→ Records shown:
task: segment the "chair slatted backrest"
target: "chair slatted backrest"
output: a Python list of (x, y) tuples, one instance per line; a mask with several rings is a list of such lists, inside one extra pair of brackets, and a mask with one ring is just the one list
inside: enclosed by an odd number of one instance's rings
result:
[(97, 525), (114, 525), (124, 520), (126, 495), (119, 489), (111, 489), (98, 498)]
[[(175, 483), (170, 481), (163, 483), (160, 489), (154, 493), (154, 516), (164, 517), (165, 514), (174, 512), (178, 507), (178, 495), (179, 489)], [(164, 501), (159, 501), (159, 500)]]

→ Exercise instructions: Put every line of the entries above into a Markdown table with the columns Row and Line. Number the rows in order and skip any blank lines.

→ Result of this task:
| Row | Line |
|---|---|
| 1 | task: segment the "chair slatted backrest" |
| 2 | target: "chair slatted backrest" |
| 3 | output: a Python list of (x, y) tuples, one instance per line; a mask with several rings is a list of such lists, inside one extra pair of brackets, and a mask with one ring is just the one list |
| 4 | inside: enclosed by an odd number of one instance's rings |
| 5 | result: |
| 6 | [(97, 525), (114, 525), (124, 520), (126, 495), (119, 489), (111, 489), (98, 498)] |
| 7 | [[(175, 483), (170, 481), (163, 483), (160, 489), (154, 493), (154, 516), (164, 517), (165, 514), (174, 512), (178, 507), (178, 495), (179, 489)], [(164, 501), (159, 501), (159, 500)]] |